- Условие задания: Продолжите текст о Егоре Летове, начав сразу после его последнего предложения.

- Исходный текст:
Это не были в полном смысле слова песни, скорее похоже на декреты о непримиримости, основные из которых гласили: «пошли вы все на хуй», «все летит в пизду» и «всё в порядке заебись». Сейчас это звучит не так уж удивительно (хотя опять-таки противозаконно), но в 1989 году столь насыщенно разверзшейся программы не мог предложить решительно никто. Достаточно вспомнить, что тогда же на выступлении в свободолюбивом Ленинградском рок-клубе «Обороне» категорически запретили материться со сцены. По сути, это было психологическое оружие, принцип работы которого состоял в том, что все минусы скапливались и превращались в огромный взрывной крестообразный плюс. Неслыханная возгонка криков и звуков вдобавок обладала значительной психологической достоверностью, хотя на первоначальном этапе было решительно непонятно, кто в первую очередь есть поющий – герой или мученик. Он словно находился в позиции между повелительным наклонением и страдательным залогом. Но кем бы он ни был, его распирало от завышенных ожиданий по всем вопросам – до такой степени, что многие, например, просто отказывались увязать голос на пленке с физическим телом И.Ф. Летова, почти как Мартин Шин в начале «Апокалипсиса» не может соотнести магнитофонную запись с личным делом полковника Курца. Художник Кирилл Кувырдин вспоминает: «Егор – человек, который не уставал удивлять. Все тогда думали: явится великан рычащий с топором, – а приходил скелетик, чахлик с тетрадками, исписанными мелкими буквами – что-то там про холотропное дыхание». Это очень точное свидетельство – многие заранее воспринимали Летова как сибирского богатыря, почти как в альбоме «Коммунизма» «Лениниана»: не видала ли ты Ленина, напиши, какой он, рыжий да косой, строгий и огромадного росту, а уши не изволили заметить какие etc.

- Материал:
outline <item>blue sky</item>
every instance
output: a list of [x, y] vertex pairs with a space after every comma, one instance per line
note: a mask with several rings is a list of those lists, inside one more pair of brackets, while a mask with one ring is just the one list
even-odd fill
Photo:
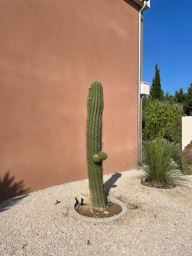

- Ответ:
Достаточно характерная аберрация, поскольку и прозвище Дохлый, и очевидная самоаттестация вроде «словно после тяжелой и долгой болезни», и прочие «костыли на лице», да и очки эти вездесущие всегда были на слуху, да и первое в русском роке употребление в песне слова «депрессия», да и манера игры на гитаре как на терке вполне соответствовали фрейдовской теории о том, что меланхолик воспринимает истину острее остальных. «Оборона» казалась чем-то вроде аптечки – что-то скудное и насущное одновременно.
У меня в этом смысле Летов ассоциировался с книжкой «Я умею прыгать через лужи» австралийца Алана Маршалла про мальчика-инвалида, и даже крики чем-то были сходны:
В моей голове это сливалось со строкой «Я в лужу упал, чтоб не видеть ваш „нет“, но там отражаются ваши тела», а уж как только я узнал про тотемного летовского вомбата (точнее, Летов считал вомбатом Янку, а себя он называл кроликом и так подписывал некоторые письма), отбитые части этой внутренней Австралии окончательно соединились.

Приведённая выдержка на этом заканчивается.